**Entries shown:**
________

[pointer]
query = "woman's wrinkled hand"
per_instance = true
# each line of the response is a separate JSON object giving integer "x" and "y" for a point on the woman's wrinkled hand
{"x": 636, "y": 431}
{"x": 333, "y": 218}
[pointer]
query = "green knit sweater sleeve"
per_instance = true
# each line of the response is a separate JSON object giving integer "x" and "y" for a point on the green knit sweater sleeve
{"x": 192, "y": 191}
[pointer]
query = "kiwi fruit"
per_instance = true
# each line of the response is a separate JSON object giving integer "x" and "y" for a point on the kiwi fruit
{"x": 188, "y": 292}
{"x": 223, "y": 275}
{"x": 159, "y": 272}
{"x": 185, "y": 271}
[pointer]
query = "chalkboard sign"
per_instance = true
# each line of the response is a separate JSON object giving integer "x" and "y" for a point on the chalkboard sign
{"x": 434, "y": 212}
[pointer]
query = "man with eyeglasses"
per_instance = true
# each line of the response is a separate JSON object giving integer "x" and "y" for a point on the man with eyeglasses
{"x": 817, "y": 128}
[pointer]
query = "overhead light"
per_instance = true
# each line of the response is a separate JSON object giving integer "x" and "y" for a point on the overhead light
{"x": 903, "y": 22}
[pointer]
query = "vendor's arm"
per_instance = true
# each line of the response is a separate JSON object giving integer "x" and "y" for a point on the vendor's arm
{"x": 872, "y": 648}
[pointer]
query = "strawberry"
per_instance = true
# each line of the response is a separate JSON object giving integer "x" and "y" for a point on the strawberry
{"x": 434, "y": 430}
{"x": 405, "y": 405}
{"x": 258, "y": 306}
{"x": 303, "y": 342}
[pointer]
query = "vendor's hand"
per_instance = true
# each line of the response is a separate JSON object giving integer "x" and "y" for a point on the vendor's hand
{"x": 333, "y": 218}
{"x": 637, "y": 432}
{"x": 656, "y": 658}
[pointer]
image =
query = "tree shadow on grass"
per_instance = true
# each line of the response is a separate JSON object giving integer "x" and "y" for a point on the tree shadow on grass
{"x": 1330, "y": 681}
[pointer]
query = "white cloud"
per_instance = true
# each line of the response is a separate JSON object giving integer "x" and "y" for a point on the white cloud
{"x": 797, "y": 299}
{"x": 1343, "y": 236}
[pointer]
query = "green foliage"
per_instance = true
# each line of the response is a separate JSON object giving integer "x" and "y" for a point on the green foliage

________

**Work item:** A single number is expected: how many lines in the records contain the string "query".

**Result of this task:** 12